Pour l’Entraide protestante suisse, il n’y pas d’aide sans collaboration

L'Entraide protestante suisse fête ses 75 ans d'engagement auprès des plus démunis. / DR
i
L'Entraide protestante suisse fête ses 75 ans d'engagement auprès des plus démunis.
DR

Pour l’Entraide protestante suisse, il n’y pas d’aide sans collaboration

L’Entraide protestante suisse (l’EPER) fête cette année ses 75 ans de lutte pour la dignité humaine. Retour sur ses combats d’hier, mais aussi de demain, notamment face aux nouveaux enjeux de l’aide humanitaire.

Consigne 1 >>
Reproduisez le passage de l'extrait compris entre "L’Entraide protestante suisse (l’EPER)" et "de l’aide humanitaire.", ces deux bornes incluses.
Consigne 2 >>
Dites si chaque affirmation concorde avec l'extrait, par oui ou par non, en citant les mots de l'extrait qui tranchent : (a) l'EPER célèbre cette année ses 75 ans ; (b) pour l'EPER, on peut aider sans collaborer ; (c) l'article ne revient que sur les combats passés.
Les lignes forment un document à part, sans lien avec l'extrait.

Lignes du jeu de données sur l'emplacement des objets:

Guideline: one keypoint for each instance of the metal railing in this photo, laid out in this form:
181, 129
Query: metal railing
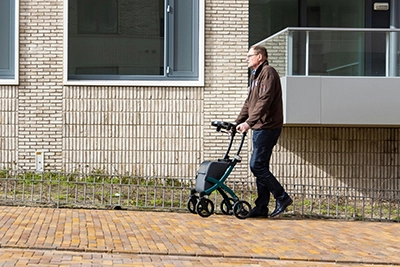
314, 51
96, 190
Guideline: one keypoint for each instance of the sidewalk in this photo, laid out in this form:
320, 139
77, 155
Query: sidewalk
72, 237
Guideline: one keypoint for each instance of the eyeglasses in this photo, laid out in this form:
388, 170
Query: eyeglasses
249, 56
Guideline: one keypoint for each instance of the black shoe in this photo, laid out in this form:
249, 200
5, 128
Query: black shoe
258, 213
281, 205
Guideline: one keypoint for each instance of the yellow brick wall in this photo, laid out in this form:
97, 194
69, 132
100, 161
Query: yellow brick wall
165, 131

Réponse rédigée 1 >>
L’Entraide protestante suisse (l’EPER) fête cette année ses 75 ans de lutte pour la dignité humaine. Retour sur ses combats d’hier, mais aussi de demain, notamment face aux nouveaux enjeux de l’aide humanitaire.

Réponse rédigée 2 >>
(a) Oui : « fête cette année ses 75 ans de lutte pour la dignité humaine ».
(b) Non : « il n’y pas d’aide sans collaboration ».
(c) Non : « Retour sur ses combats d’hier, mais aussi de demain ».